- **Exercise**
Repeat the lines that follow, leaving nothing out.

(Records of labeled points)
──────────

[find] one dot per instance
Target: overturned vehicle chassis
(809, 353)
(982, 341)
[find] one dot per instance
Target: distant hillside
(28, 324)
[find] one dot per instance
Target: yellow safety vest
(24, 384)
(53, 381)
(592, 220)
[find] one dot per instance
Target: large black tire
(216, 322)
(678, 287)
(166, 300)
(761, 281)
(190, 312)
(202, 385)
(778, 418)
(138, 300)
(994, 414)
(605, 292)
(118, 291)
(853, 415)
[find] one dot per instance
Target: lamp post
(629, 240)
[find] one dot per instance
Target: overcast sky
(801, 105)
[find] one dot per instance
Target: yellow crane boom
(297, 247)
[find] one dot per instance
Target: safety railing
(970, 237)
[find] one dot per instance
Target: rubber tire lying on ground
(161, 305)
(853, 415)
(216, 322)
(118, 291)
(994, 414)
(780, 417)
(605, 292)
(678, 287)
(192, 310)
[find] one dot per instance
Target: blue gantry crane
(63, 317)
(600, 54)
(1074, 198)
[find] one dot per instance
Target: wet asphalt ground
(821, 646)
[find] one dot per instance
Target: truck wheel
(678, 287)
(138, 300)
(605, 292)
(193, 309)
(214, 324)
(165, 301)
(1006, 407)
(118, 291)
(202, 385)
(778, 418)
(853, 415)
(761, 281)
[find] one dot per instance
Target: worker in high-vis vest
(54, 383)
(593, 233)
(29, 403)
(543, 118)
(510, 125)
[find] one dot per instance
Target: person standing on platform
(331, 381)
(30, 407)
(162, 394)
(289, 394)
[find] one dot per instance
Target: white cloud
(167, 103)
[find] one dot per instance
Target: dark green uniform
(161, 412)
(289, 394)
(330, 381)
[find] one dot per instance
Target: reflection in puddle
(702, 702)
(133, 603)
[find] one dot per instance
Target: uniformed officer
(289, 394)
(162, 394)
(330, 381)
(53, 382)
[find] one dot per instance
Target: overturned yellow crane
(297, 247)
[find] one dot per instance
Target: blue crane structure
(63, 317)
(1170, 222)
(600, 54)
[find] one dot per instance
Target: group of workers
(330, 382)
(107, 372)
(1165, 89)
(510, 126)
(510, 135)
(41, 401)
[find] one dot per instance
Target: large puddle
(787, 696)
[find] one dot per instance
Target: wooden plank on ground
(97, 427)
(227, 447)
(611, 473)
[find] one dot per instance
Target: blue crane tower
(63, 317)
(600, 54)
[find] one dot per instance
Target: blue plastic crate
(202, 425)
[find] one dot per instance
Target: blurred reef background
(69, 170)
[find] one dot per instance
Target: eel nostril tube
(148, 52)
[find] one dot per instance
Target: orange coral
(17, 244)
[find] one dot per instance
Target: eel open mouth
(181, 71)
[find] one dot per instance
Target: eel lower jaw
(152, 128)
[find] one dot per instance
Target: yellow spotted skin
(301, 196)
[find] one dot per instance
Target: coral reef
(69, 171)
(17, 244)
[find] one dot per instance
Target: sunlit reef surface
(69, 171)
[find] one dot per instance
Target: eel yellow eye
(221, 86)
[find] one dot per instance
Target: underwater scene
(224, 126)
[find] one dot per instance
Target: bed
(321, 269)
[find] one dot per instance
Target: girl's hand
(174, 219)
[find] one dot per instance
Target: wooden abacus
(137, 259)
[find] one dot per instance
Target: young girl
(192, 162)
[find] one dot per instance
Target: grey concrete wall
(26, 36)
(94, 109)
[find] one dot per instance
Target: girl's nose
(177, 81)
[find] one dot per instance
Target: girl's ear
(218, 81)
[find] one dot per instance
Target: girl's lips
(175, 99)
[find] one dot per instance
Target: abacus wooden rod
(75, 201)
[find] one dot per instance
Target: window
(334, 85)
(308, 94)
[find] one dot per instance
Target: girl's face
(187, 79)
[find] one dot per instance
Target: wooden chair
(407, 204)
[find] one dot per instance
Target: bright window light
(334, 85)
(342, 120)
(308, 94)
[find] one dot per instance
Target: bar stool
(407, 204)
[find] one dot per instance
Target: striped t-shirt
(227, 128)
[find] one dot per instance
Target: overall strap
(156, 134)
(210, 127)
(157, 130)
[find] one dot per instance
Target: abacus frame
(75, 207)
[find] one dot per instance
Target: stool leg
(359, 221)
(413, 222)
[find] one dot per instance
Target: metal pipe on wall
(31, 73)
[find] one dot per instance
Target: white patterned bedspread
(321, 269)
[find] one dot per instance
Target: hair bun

──────────

- **Written solution**
[find] one dot per instance
Target: overturned vehicle chassis
(809, 353)
(982, 341)
[find] one dot per instance
Target: distant hillside
(28, 324)
[find] one dot per instance
Target: yellow safety vest
(24, 384)
(53, 381)
(592, 220)
[find] one dot per instance
Target: large black tire
(216, 322)
(678, 287)
(166, 300)
(761, 281)
(190, 312)
(202, 385)
(778, 418)
(138, 300)
(994, 414)
(605, 292)
(118, 291)
(853, 415)
[find] one dot per instance
Target: lamp post
(629, 240)
[find] one dot per instance
Target: overcast sky
(801, 105)
[find] one dot per instance
Target: yellow crane boom
(297, 247)
[find] one dot per instance
Target: safety railing
(970, 237)
[find] one dot per instance
Target: rubber tire lying on ground
(161, 305)
(853, 415)
(216, 322)
(118, 291)
(994, 414)
(780, 417)
(605, 292)
(678, 287)
(192, 310)
[find] one dot per instance
Target: blue gantry crane
(63, 317)
(600, 54)
(1074, 198)
[find] one dot per instance
Target: wet asphalt ground
(821, 646)
[find] one dot per instance
Target: truck wheel
(678, 287)
(138, 300)
(605, 292)
(193, 309)
(214, 324)
(165, 301)
(1006, 407)
(118, 291)
(202, 385)
(778, 418)
(853, 415)
(761, 281)
[find] one dot per instance
Target: worker in high-vis vest
(54, 383)
(593, 233)
(29, 403)
(543, 118)
(510, 125)
[find] one dot per instance
Target: person standing on platform
(331, 381)
(30, 407)
(162, 394)
(289, 394)
[find] one dot per instance
Target: white cloud
(167, 103)
[find] one dot per instance
Target: dark green uniform
(161, 412)
(289, 394)
(330, 381)
[find] one dot per instance
Target: reflection in puddle
(702, 702)
(133, 603)
[find] one dot per instance
Target: uniformed officer
(289, 394)
(162, 394)
(330, 381)
(53, 382)
[find] one dot per instance
Target: overturned yellow crane
(297, 247)
[find] one dot per instance
Target: blue crane structure
(63, 317)
(1170, 222)
(600, 54)
[find] one dot per instance
Target: group of workers
(330, 382)
(107, 372)
(1165, 89)
(510, 126)
(510, 135)
(41, 401)
[find] one dot per instance
Target: large puddle
(787, 696)
[find] one dot per instance
Target: wooden plank on ground
(97, 427)
(227, 447)
(611, 473)
[find] one dot per instance
Target: blue crane tower
(63, 317)
(600, 54)
[find] one dot per instance
Target: blue plastic crate
(202, 425)
[find] one dot per instance
Target: blurred reef background
(69, 170)
[find] one dot per instance
Target: eel nostril tube
(148, 52)
[find] one dot per instance
Target: orange coral
(17, 244)
[find] one dot per instance
Target: eel open mouth
(181, 71)
[find] one dot per instance
Target: eel lower jaw
(152, 128)
[find] one dot per instance
Target: yellow spotted skin
(301, 196)
[find] one dot per instance
Target: coral reef
(69, 171)
(17, 244)
[find] one dot per instance
Target: sunlit reef surface
(69, 171)
[find] one dot per instance
Target: eel yellow eye
(221, 86)
[find] one dot per instance
Target: underwater scene
(224, 126)
[find] one dot per instance
Target: bed
(321, 269)
[find] one dot per instance
Target: girl's hand
(174, 219)
[find] one dot per instance
Target: wooden abacus
(137, 259)
[find] one dot per instance
Target: young girl
(192, 162)
[find] one dot per instance
Target: grey concrete wall
(26, 36)
(94, 109)
[find] one dot per instance
Target: girl's nose
(177, 81)
[find] one dot per instance
Target: girl's ear
(218, 81)
[find] one dot per instance
Target: girl's lips
(175, 99)
[find] one dot per instance
Target: abacus wooden rod
(75, 201)
[find] one dot per instance
Target: window
(334, 85)
(308, 94)
[find] one dot per instance
Target: girl's face
(187, 79)
[find] one dot per instance
Target: wooden chair
(407, 204)
[find] one dot per instance
Target: bright window light
(334, 85)
(342, 120)
(308, 94)
[find] one dot per instance
Target: bar stool
(407, 204)
[find] one dot per instance
Target: striped t-shirt
(227, 128)
[find] one dot per instance
Target: overall strap
(156, 134)
(210, 127)
(157, 130)
[find] one dot per instance
Target: abacus frame
(75, 207)
[find] one dot per instance
Target: stool leg
(359, 221)
(413, 222)
[find] one dot per instance
Target: metal pipe on wall
(31, 73)
[find] one dot per instance
Target: white patterned bedspread
(321, 269)
[find] one dot per instance
Target: hair bun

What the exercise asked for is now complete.